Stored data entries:
☆ ☆ ☆ ☆ ☆ ☆ ☆
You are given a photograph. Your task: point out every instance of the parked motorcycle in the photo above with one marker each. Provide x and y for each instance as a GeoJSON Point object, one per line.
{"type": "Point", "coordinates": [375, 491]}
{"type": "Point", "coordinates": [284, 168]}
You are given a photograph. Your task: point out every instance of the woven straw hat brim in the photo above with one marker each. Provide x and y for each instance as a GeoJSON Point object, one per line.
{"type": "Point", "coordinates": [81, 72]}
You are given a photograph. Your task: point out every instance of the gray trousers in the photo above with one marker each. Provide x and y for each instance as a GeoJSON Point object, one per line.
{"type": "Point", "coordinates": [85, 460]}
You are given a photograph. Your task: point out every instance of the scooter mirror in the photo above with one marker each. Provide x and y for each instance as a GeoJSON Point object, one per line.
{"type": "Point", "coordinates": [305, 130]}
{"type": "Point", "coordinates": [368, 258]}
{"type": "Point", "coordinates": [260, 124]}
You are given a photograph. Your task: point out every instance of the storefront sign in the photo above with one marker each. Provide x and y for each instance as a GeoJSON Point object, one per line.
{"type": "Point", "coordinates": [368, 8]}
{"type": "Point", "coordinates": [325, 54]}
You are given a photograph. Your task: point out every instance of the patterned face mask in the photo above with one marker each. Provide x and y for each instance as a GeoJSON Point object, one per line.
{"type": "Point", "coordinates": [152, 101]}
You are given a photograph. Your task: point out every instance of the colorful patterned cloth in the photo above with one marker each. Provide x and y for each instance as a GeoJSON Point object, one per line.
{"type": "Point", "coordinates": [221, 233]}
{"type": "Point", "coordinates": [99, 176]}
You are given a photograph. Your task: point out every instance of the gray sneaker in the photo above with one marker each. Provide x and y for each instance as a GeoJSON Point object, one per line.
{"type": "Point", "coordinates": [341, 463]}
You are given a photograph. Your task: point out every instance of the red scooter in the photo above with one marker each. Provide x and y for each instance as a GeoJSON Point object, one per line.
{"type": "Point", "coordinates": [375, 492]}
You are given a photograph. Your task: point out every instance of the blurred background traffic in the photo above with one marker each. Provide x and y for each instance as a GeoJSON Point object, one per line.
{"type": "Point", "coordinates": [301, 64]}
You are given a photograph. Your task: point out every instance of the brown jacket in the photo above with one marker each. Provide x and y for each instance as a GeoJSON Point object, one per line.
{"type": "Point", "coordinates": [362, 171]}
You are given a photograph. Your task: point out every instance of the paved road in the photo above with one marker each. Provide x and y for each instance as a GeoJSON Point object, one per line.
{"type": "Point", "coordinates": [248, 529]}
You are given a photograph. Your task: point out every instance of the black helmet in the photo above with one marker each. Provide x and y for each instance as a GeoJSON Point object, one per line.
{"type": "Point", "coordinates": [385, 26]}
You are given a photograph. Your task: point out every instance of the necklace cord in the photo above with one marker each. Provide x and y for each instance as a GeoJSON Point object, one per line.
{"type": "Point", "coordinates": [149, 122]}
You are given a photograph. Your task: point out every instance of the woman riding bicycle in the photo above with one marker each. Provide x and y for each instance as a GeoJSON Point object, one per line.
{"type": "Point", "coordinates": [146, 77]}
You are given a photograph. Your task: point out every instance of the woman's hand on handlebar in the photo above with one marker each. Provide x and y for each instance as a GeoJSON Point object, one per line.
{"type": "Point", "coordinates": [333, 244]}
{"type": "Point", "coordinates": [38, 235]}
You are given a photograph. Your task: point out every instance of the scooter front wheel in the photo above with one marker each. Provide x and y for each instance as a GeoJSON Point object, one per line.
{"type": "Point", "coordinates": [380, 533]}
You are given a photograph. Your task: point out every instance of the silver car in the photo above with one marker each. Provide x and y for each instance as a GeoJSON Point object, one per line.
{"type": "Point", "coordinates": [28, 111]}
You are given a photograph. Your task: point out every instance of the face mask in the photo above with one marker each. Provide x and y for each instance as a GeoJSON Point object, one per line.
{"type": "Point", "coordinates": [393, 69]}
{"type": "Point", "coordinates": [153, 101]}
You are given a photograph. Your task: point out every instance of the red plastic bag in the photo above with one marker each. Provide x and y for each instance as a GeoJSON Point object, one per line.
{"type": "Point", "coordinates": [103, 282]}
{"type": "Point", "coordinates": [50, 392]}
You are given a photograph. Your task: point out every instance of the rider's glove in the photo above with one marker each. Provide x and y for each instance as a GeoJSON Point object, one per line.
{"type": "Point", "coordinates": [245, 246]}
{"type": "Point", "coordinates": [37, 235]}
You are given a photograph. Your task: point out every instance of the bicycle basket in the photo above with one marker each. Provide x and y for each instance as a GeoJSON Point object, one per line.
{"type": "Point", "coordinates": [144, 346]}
☆ ☆ ☆ ☆ ☆ ☆ ☆
Repeat the records above exactly.

You are given a photograph. Your task: point out every instance of the parked motorcycle in the photo above with one marker each. Provide x and y for each instance as a GeoJSON Point object, one per line.
{"type": "Point", "coordinates": [375, 491]}
{"type": "Point", "coordinates": [284, 168]}
You are given a photograph. Your task: point out every instance of the woven straw hat brim in the photo above with one marker each. Provide x and y for each instance as a GeoJSON Point object, one per line.
{"type": "Point", "coordinates": [81, 72]}
You are given a photograph. Your task: point out every instance of the gray trousers in the photo above with one marker each. Provide x and y for each instance as a GeoJSON Point object, one per line.
{"type": "Point", "coordinates": [85, 460]}
You are given a photograph. Your task: point out every instance of the scooter mirror in the photo above with one marker each. Provide x and y for each instance as a GeoJSON Point object, one per line.
{"type": "Point", "coordinates": [305, 130]}
{"type": "Point", "coordinates": [368, 258]}
{"type": "Point", "coordinates": [260, 124]}
You are given a photograph. Your task: point out every instance of the storefront sign in the photo above with one marker each. Provide x and y for each instance as a GeoJSON Point object, one per line.
{"type": "Point", "coordinates": [368, 8]}
{"type": "Point", "coordinates": [325, 54]}
You are given a photograph. Your task: point out every instance of the patterned face mask in the photo above with one marker each. Provide x and y for each instance as a GeoJSON Point object, one per line.
{"type": "Point", "coordinates": [152, 101]}
You are given a photograph. Your task: point out every instance of the colorful patterned cloth in the photo above with one marker each. Provide x and y for each instance as a GeoJSON Point object, one per line.
{"type": "Point", "coordinates": [221, 233]}
{"type": "Point", "coordinates": [99, 176]}
You are given a photograph. Your task: point out every instance of the gray sneaker in the photo above with one marker each. Provide x and y for each instance as a GeoJSON Point object, one per line.
{"type": "Point", "coordinates": [341, 463]}
You are given a photograph. Your task: point out every instance of the red scooter in the photo above with one marker each. Provide x and y for each instance as a GeoJSON Point object, one per line.
{"type": "Point", "coordinates": [375, 492]}
You are given a photograph. Your task: point out every instance of the blurred background traffic in the photo above with one marker each. Provide x and y for each instance as a GeoJSON Point object, one per line.
{"type": "Point", "coordinates": [301, 64]}
You are given a photograph. Your task: point out every instance of the brown jacket in the photo above with one marker each. Provide x and y for each instance as a GeoJSON Point object, one per line.
{"type": "Point", "coordinates": [362, 171]}
You are given a photograph. Your task: point out every instance of the paved road in the photo above with one marker each. Provide x and y for each instance as a GeoJSON Point object, one per line.
{"type": "Point", "coordinates": [248, 529]}
You are given a photograph. Your task: point out every instance of the black helmet in the photo above with one marker each. Provide x and y for each instance as a GeoJSON Point object, one per line.
{"type": "Point", "coordinates": [385, 26]}
You are given a photograph. Your task: point out every instance of the necklace cord in the photo above with one marker each. Provide x and y for each instance as a GeoJSON Point object, one per line.
{"type": "Point", "coordinates": [149, 122]}
You are given a photograph. Your task: point out every instance of the woman riding bicycle in the photo above with one marker each. Provide x and y for each instance as a GeoJSON Point object, one per line.
{"type": "Point", "coordinates": [146, 77]}
You are given a photograph. Your task: point out every instance of the woman's hand on handlebar in the photo above with one marker each. Provide x and y for each instance as a GeoJSON Point object, one per line.
{"type": "Point", "coordinates": [333, 244]}
{"type": "Point", "coordinates": [38, 235]}
You are given a photograph. Your task: point out every instance of the scooter front wheel in the photo above with one marker each. Provide x and y for each instance as a GeoJSON Point object, one per line.
{"type": "Point", "coordinates": [380, 533]}
You are given a photograph. Your task: point out every instance of the silver car in the photo above with one marker each. Provide x and y for each instance as a GeoJSON Point object, one per line.
{"type": "Point", "coordinates": [28, 111]}
You are given a photograph. Your task: point out every instance of the face mask in the photo above with one marker each. Provide x and y for each instance as a GeoJSON Point object, one per line.
{"type": "Point", "coordinates": [393, 69]}
{"type": "Point", "coordinates": [153, 101]}
You are given a photograph. Your task: point out every instance of the red plastic bag in the photo above with one marker each. Provide x and y for each instance as a GeoJSON Point object, one per line.
{"type": "Point", "coordinates": [103, 282]}
{"type": "Point", "coordinates": [50, 392]}
You are given a photograph. Your task: point out every instance of the rider's glove in the photo above with one marker each. Provide x and y for each instance as a GeoJSON Point object, one per line.
{"type": "Point", "coordinates": [245, 246]}
{"type": "Point", "coordinates": [37, 235]}
You are given a photograph. Your task: point out every instance of the bicycle basket in the photo above with one marker each. Provide x and y for each instance as a GeoJSON Point object, one per line.
{"type": "Point", "coordinates": [144, 346]}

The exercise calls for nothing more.